=== LEESFRAGMENT ===
________________________________________

Een bijzondere situatie betreft woningen boven winkels , woningen boven horecagelegenheden en woningen die worden omgezet voor bewoning door een woongroep 2 .

De schaarse woningen uit de woonvisie betreffen vooral doelgroepen op zoek naar eengezinswoningen dan wel appartementen in de categorie met een WOZ waarde groter dan €265.000,-.

De woningen boven winkels en horecagelegenheden in deze prijscategorie zijn vaak minder aantrekkelijk voor genoemde doelgroepen en kunnen daardoor juist geschikt zijn voor verkamering, mits wordt voldaan aan de gestelde eisen. Daarmee wordt tevens leegstand voorkomen.

Daarnaast wil het de gemeente de vorming van woongroepen waar mogelijk faciliteren. Wanneer een grotere woongroep een pand wil aankopen zal dit mogelijk een pand moeten zijn met een WOZ-waarde die hoger is dan € 265.000,-. Voor deze situaties kan wel een omzettingsvergunning aangevraagd worden, en deze situaties zullen per geval worden beoordeeld.

 

Beperking van de omzettingsvergunning voor reeds verkamerde panden

Voor reeds verkamerde panden kan juridisch gezien niet met terugwerkende kracht een omzettingsvergunning worden verleend. Deze behouden hun oude rechten en mogen dus verkamerd blijven zonder vergunningsplicht. Wel is het zo dat een groot deel van de voorschriften die we in de omzettingsvergunning ook voortvloeien uit andere wettelijke bepalingen, en deze bepalingen ook gelden voor reeds verkamerde panden. Dat een woonruimte in goede staat moet verkeren, dat de verhuurder/eigenaar moet zorgen dat gebreken worden hersteld en de veiligheid van de woning in orde is, vloeit reeds voort uit het Burgerlijk Wetboek en het Bouwbesluit. Het Burgerlijk Wetboek regelt de relatie tussen huurder en verhuurder en in beginsel staat de overheid daar buiten. Het college zal daarnaast ook de APV inzetten om mogelijke overlast aan te pakken.

In de Nieuwe huisvestingsverordening Delft 2015 gold een uitzondering voor woongroepen 2 en hospita’s 3 . In deze gevallen was geen vergunning vereist. De overgangsregeling van de Huisvestingsverordening Delft 2019 schrijft voor dat indien aangetoond kan worden dat van een van deze situaties reeds vóór 1 juli 2019 aan de orde was er geen vergunning vereist is, ook niet na 1 juli 2019.

 

Slot

 

Met ingang van 1 juli 2019 wordt de Beleidsregel Omzetting zelfstandige woningen in onzelfstandige woningen ingetrokken.

________________________________________

=== OPDRACHT 1 ===
Uit welke twee regelingen vloeit volgens het leesfragment al voort dat een woonruimte in goede staat moet verkeren en dat de verhuurder of eigenaar gebreken moet laten herstellen?

________________________________________

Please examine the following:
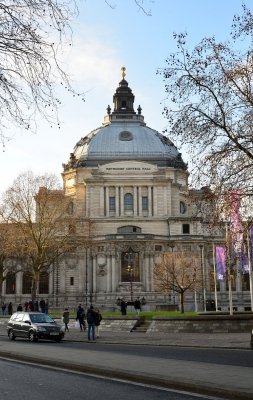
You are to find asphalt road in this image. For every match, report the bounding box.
[0,335,253,400]
[0,359,225,400]
[0,337,253,368]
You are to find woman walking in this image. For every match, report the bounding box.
[62,308,69,332]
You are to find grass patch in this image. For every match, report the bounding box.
[49,310,198,320]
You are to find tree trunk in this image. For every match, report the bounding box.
[180,292,184,314]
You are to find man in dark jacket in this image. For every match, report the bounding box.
[76,304,86,331]
[87,306,96,340]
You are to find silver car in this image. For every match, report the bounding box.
[7,311,64,342]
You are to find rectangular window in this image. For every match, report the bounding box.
[142,196,148,211]
[109,196,116,211]
[183,224,190,235]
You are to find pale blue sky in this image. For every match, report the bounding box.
[0,0,251,193]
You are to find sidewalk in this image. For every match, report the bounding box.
[0,320,253,400]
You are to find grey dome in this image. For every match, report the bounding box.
[64,70,187,170]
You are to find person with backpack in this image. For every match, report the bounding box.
[76,304,86,331]
[87,305,96,340]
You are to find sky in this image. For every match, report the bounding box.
[0,0,251,194]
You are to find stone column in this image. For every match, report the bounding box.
[153,186,157,215]
[106,255,112,293]
[99,187,105,217]
[90,255,97,293]
[133,186,138,217]
[149,255,154,292]
[85,185,90,217]
[120,186,124,215]
[148,186,152,217]
[144,254,150,292]
[111,255,116,292]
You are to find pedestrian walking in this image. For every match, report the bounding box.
[95,308,102,338]
[33,300,39,312]
[76,304,86,331]
[62,308,69,332]
[87,305,95,340]
[134,297,141,315]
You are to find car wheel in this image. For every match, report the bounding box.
[8,329,16,340]
[29,331,38,342]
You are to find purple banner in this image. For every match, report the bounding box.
[215,246,226,281]
[229,190,243,254]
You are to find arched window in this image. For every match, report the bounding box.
[6,272,16,294]
[67,201,74,215]
[22,272,32,294]
[39,271,49,294]
[121,247,140,282]
[124,193,134,210]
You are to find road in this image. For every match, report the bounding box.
[0,336,253,400]
[0,359,224,400]
[0,336,253,368]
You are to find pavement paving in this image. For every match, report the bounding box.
[0,320,253,400]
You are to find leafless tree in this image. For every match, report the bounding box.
[154,252,202,313]
[0,172,73,299]
[0,0,83,147]
[159,5,253,196]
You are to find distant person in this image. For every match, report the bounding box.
[2,303,7,315]
[8,301,13,315]
[76,304,86,331]
[95,308,102,338]
[87,306,95,340]
[134,297,141,315]
[120,299,127,315]
[62,308,69,332]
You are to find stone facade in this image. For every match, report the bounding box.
[3,70,253,310]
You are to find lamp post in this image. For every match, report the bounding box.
[85,248,88,310]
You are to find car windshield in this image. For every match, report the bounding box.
[30,314,54,324]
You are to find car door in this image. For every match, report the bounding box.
[14,312,24,337]
[20,313,31,338]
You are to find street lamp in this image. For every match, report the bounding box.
[127,264,133,303]
[199,244,206,312]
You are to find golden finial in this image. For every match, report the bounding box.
[121,67,126,79]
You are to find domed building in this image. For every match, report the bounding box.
[57,68,221,309]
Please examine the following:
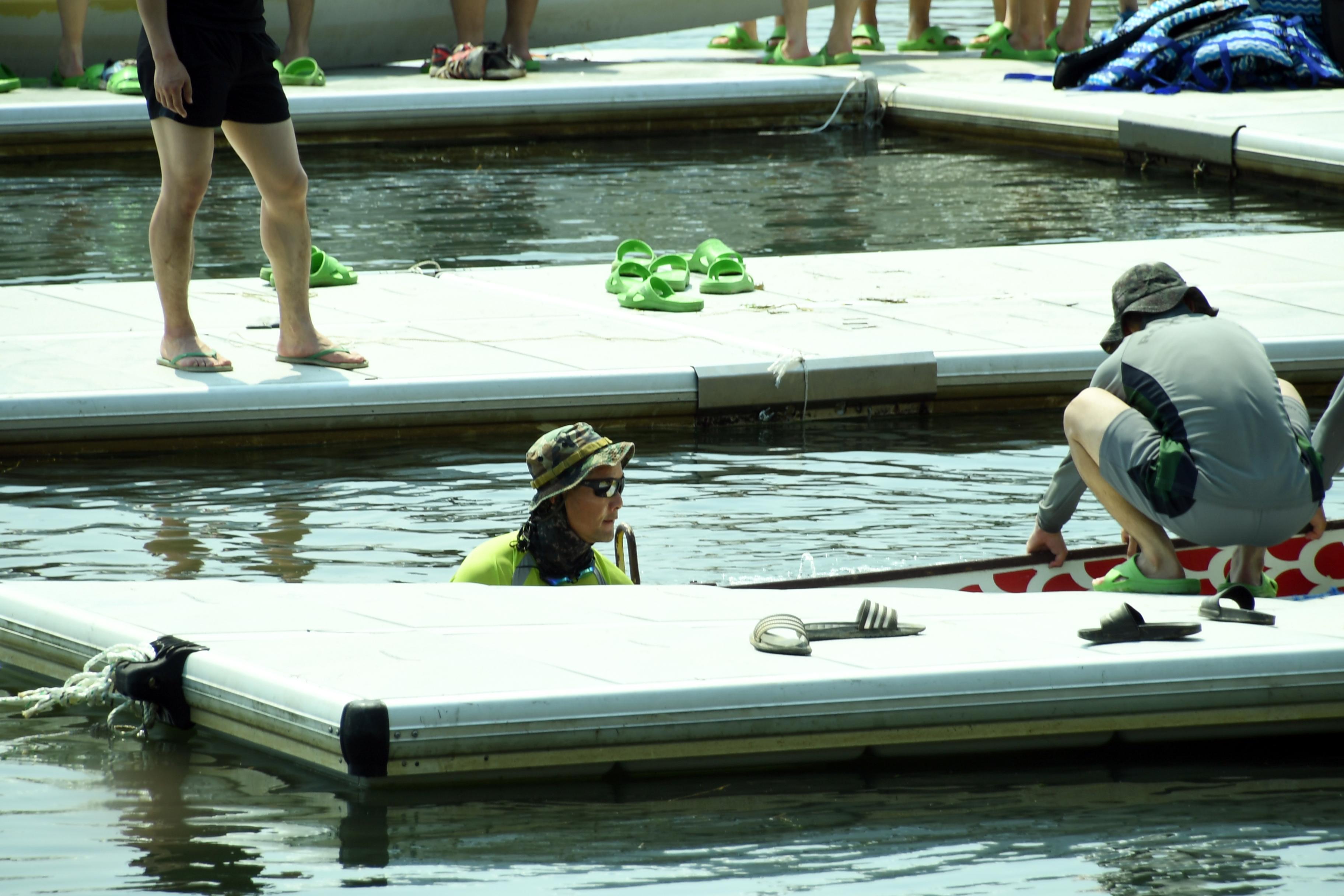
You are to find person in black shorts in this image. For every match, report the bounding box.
[137,0,368,374]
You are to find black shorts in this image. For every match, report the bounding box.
[136,25,289,127]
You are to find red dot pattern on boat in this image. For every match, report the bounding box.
[1083,557,1125,579]
[1269,539,1306,560]
[1274,570,1316,598]
[1316,541,1344,579]
[1040,572,1087,591]
[995,570,1036,594]
[1176,548,1219,572]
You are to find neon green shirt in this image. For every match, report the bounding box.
[453,532,634,586]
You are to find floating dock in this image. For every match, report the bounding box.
[0,582,1344,786]
[0,48,1344,184]
[0,232,1344,455]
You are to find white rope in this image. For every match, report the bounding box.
[765,348,808,418]
[0,644,155,734]
[758,74,864,137]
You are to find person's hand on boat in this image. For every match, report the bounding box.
[155,55,191,118]
[1027,522,1068,570]
[1302,507,1325,541]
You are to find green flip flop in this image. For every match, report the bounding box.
[606,262,649,295]
[1093,553,1199,594]
[612,239,657,270]
[966,21,1008,50]
[850,25,887,52]
[649,254,691,293]
[980,28,1059,62]
[276,345,368,371]
[616,277,704,312]
[1218,572,1278,598]
[700,256,755,295]
[896,25,966,52]
[261,246,359,286]
[1046,27,1093,56]
[108,63,144,97]
[280,56,326,87]
[158,352,234,374]
[689,238,743,274]
[710,25,765,50]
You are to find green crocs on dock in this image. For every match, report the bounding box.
[261,246,359,286]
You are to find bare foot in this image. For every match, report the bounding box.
[158,336,230,367]
[276,332,368,364]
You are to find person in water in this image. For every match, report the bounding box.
[1027,263,1344,596]
[453,423,634,586]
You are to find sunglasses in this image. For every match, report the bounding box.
[579,476,625,498]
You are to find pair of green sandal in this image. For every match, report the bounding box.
[270,56,326,87]
[261,246,359,286]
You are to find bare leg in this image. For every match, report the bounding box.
[280,0,313,66]
[781,0,812,59]
[56,0,89,78]
[149,118,228,367]
[1064,388,1186,579]
[1004,0,1046,50]
[224,120,363,363]
[504,0,536,62]
[1058,0,1091,52]
[453,0,485,46]
[827,0,859,56]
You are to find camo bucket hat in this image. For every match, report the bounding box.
[1101,262,1218,355]
[527,423,634,511]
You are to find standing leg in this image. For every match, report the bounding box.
[453,0,485,47]
[56,0,89,78]
[827,0,859,56]
[280,0,313,66]
[149,118,228,367]
[504,0,536,62]
[1064,388,1186,579]
[224,120,364,363]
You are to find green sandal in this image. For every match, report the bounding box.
[850,25,887,52]
[276,345,368,371]
[612,239,657,270]
[0,62,23,93]
[1218,572,1278,599]
[980,29,1059,62]
[606,262,649,295]
[700,256,755,295]
[966,21,1008,50]
[710,25,765,50]
[261,246,359,286]
[616,277,704,312]
[277,56,326,87]
[108,63,144,97]
[689,238,742,274]
[158,352,234,374]
[645,255,691,293]
[896,25,966,52]
[1093,553,1199,594]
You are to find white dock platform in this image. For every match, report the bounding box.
[0,232,1344,454]
[0,582,1344,784]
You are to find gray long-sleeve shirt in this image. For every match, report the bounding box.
[1036,306,1344,532]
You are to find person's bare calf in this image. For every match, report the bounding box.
[223,120,364,364]
[149,118,228,368]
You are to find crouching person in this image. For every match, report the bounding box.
[453,423,634,586]
[1027,263,1344,596]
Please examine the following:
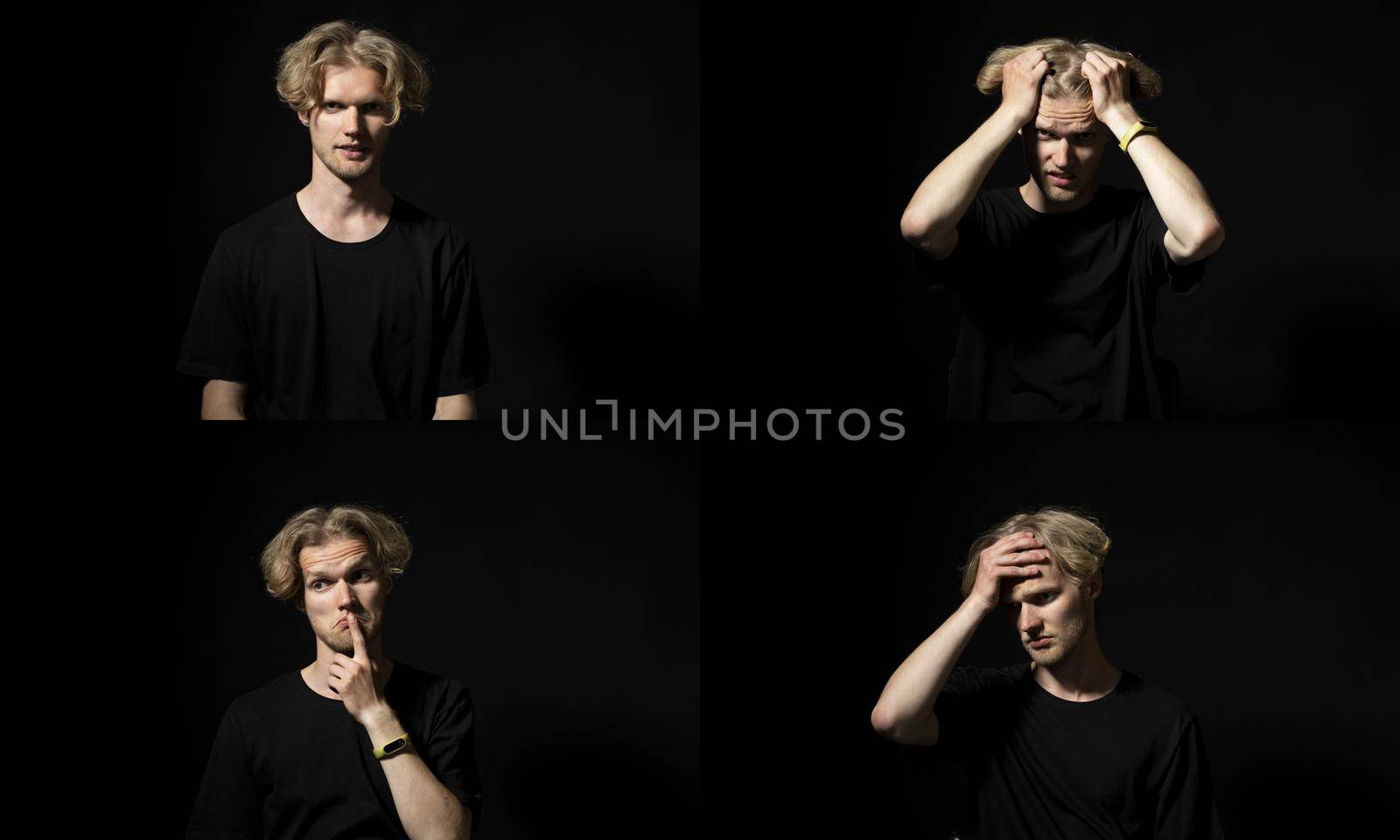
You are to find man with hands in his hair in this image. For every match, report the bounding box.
[900,38,1225,420]
[871,508,1223,840]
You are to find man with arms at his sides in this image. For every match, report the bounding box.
[900,38,1225,420]
[177,21,494,420]
[186,506,481,840]
[871,508,1223,840]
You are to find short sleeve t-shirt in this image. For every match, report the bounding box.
[185,661,481,840]
[914,184,1209,420]
[175,193,494,420]
[906,662,1223,840]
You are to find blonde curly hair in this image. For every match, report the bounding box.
[976,38,1162,100]
[259,504,413,612]
[957,507,1111,598]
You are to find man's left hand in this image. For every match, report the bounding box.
[1080,49,1138,131]
[329,613,394,728]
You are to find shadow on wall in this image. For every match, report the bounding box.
[542,273,700,411]
[1269,299,1400,420]
[504,732,700,840]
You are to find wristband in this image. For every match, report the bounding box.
[374,732,409,761]
[1118,119,1157,151]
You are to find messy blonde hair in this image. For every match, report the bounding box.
[270,21,429,126]
[976,38,1162,100]
[259,504,413,612]
[959,507,1110,598]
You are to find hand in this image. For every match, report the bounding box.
[1080,49,1138,126]
[1001,47,1050,128]
[968,530,1050,612]
[327,613,389,726]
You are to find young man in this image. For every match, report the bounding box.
[186,506,481,840]
[177,21,493,420]
[900,38,1225,420]
[871,508,1223,840]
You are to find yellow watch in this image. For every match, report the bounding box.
[374,732,409,761]
[1118,119,1157,151]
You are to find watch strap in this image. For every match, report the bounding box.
[374,732,410,760]
[1118,119,1157,151]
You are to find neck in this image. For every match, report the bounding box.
[297,164,394,219]
[301,637,394,700]
[1031,633,1123,702]
[1020,175,1099,214]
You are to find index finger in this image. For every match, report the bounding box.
[990,530,1040,550]
[346,613,368,662]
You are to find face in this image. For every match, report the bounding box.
[1001,554,1101,668]
[301,539,389,656]
[297,65,392,184]
[1020,98,1109,206]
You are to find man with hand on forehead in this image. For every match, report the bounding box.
[871,508,1223,840]
[900,38,1225,420]
[186,506,481,840]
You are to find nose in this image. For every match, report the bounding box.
[336,579,354,612]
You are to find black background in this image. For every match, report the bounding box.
[171,3,709,418]
[702,3,1400,422]
[168,427,700,837]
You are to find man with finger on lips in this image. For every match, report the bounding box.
[186,506,481,840]
[900,38,1225,420]
[871,508,1223,840]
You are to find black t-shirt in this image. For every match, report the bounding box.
[906,662,1223,840]
[186,660,481,840]
[175,193,494,420]
[914,184,1209,420]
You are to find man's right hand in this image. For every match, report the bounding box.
[968,530,1050,613]
[1001,47,1050,126]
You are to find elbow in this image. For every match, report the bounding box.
[1193,219,1225,256]
[871,703,899,740]
[899,210,933,245]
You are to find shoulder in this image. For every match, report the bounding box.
[220,193,297,245]
[1118,670,1199,737]
[392,660,471,707]
[227,670,310,721]
[943,662,1031,696]
[392,193,467,257]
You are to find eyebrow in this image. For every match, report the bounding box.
[303,555,373,584]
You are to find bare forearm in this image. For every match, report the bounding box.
[199,380,248,420]
[899,108,1020,242]
[432,394,476,420]
[199,403,248,420]
[366,716,472,840]
[871,600,991,744]
[1104,110,1225,250]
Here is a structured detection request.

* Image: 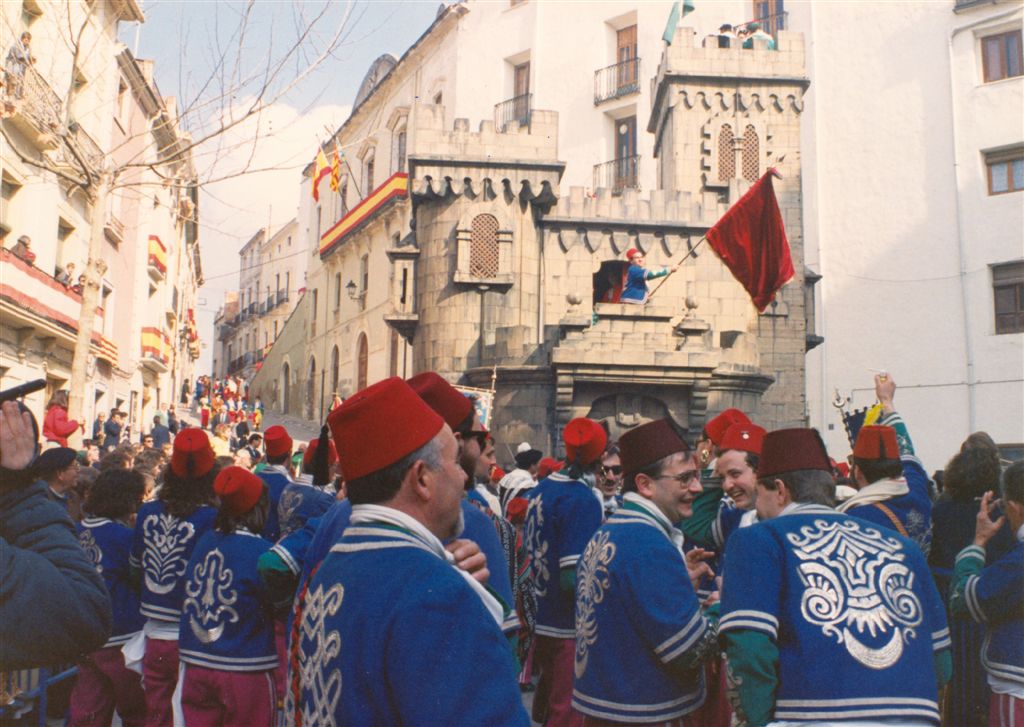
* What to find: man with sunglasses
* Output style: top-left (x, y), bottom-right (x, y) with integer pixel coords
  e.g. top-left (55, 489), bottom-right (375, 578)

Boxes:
top-left (597, 444), bottom-right (623, 520)
top-left (572, 419), bottom-right (718, 727)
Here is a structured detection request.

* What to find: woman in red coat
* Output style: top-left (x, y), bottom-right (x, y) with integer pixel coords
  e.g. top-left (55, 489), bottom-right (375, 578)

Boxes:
top-left (43, 390), bottom-right (85, 446)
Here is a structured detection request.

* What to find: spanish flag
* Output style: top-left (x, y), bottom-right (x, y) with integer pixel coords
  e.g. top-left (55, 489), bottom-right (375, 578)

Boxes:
top-left (313, 148), bottom-right (331, 202)
top-left (331, 143), bottom-right (341, 191)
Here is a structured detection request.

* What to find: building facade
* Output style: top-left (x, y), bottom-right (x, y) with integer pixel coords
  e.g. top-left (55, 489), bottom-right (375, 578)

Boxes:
top-left (252, 3), bottom-right (807, 454)
top-left (0, 0), bottom-right (202, 442)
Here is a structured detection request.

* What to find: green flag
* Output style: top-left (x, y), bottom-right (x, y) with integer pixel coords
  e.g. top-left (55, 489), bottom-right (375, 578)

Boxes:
top-left (662, 0), bottom-right (693, 45)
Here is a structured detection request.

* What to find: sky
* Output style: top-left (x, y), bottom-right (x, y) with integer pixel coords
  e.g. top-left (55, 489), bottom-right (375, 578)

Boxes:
top-left (120, 0), bottom-right (440, 375)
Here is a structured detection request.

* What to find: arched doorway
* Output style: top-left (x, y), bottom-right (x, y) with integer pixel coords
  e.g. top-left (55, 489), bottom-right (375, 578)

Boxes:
top-left (355, 333), bottom-right (370, 391)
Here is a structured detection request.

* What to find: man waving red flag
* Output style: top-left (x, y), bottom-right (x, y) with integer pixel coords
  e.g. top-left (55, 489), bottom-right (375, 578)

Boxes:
top-left (707, 169), bottom-right (794, 312)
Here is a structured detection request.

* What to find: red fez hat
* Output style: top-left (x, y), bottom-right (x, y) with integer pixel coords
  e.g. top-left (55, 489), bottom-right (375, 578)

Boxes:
top-left (562, 417), bottom-right (608, 467)
top-left (409, 371), bottom-right (473, 431)
top-left (302, 439), bottom-right (338, 467)
top-left (705, 409), bottom-right (751, 447)
top-left (537, 453), bottom-right (565, 480)
top-left (718, 424), bottom-right (767, 455)
top-left (171, 427), bottom-right (216, 477)
top-left (853, 424), bottom-right (899, 460)
top-left (758, 429), bottom-right (831, 478)
top-left (327, 376), bottom-right (444, 482)
top-left (213, 466), bottom-right (263, 515)
top-left (618, 419), bottom-right (690, 476)
top-left (263, 424), bottom-right (292, 457)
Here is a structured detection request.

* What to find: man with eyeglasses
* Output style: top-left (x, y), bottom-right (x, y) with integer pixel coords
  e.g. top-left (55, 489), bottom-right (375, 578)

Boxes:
top-left (572, 419), bottom-right (718, 727)
top-left (596, 444), bottom-right (623, 520)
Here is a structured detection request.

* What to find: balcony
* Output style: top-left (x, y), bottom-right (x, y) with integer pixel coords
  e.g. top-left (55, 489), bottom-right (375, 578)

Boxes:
top-left (495, 93), bottom-right (534, 131)
top-left (3, 67), bottom-right (61, 152)
top-left (594, 58), bottom-right (640, 105)
top-left (103, 215), bottom-right (125, 245)
top-left (146, 234), bottom-right (167, 283)
top-left (594, 156), bottom-right (640, 195)
top-left (139, 326), bottom-right (171, 374)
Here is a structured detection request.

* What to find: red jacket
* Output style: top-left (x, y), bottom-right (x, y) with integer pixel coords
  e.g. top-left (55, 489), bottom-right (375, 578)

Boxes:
top-left (43, 405), bottom-right (79, 446)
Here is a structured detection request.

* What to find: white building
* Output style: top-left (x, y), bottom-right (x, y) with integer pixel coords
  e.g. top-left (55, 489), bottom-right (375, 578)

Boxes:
top-left (786, 0), bottom-right (1024, 470)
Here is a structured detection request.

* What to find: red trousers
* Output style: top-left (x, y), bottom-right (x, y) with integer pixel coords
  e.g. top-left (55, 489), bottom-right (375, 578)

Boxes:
top-left (68, 646), bottom-right (145, 727)
top-left (181, 664), bottom-right (278, 727)
top-left (534, 635), bottom-right (583, 727)
top-left (142, 638), bottom-right (178, 727)
top-left (988, 692), bottom-right (1024, 727)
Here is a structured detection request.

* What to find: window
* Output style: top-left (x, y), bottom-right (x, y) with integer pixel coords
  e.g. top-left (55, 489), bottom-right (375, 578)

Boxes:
top-left (718, 124), bottom-right (736, 181)
top-left (981, 31), bottom-right (1024, 83)
top-left (355, 333), bottom-right (370, 391)
top-left (362, 156), bottom-right (374, 197)
top-left (742, 124), bottom-right (761, 181)
top-left (469, 215), bottom-right (498, 277)
top-left (992, 261), bottom-right (1024, 334)
top-left (985, 147), bottom-right (1024, 195)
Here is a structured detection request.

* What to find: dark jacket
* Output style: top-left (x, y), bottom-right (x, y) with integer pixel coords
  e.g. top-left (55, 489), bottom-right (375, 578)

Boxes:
top-left (0, 470), bottom-right (111, 672)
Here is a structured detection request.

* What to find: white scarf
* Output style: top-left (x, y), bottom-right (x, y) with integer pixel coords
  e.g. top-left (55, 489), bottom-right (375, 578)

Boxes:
top-left (623, 493), bottom-right (686, 553)
top-left (836, 477), bottom-right (910, 512)
top-left (350, 505), bottom-right (505, 627)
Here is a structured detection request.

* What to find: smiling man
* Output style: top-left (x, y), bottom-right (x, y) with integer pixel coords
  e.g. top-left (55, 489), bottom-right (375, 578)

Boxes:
top-left (572, 419), bottom-right (717, 727)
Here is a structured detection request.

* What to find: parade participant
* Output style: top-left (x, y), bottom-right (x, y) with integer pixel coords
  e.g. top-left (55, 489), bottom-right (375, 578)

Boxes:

________________________________________

=== OPDRACHT 2 ===
Bepaal hoeveel regels van de vermeldingen het woord "road" bevatten. Vermeld uitsluitend dat aantal.

=== UITWERKING 1 ===
Uit het Burgerlijk Wetboek en het Bouwbesluit.

=== UITWERKING 2 ===
2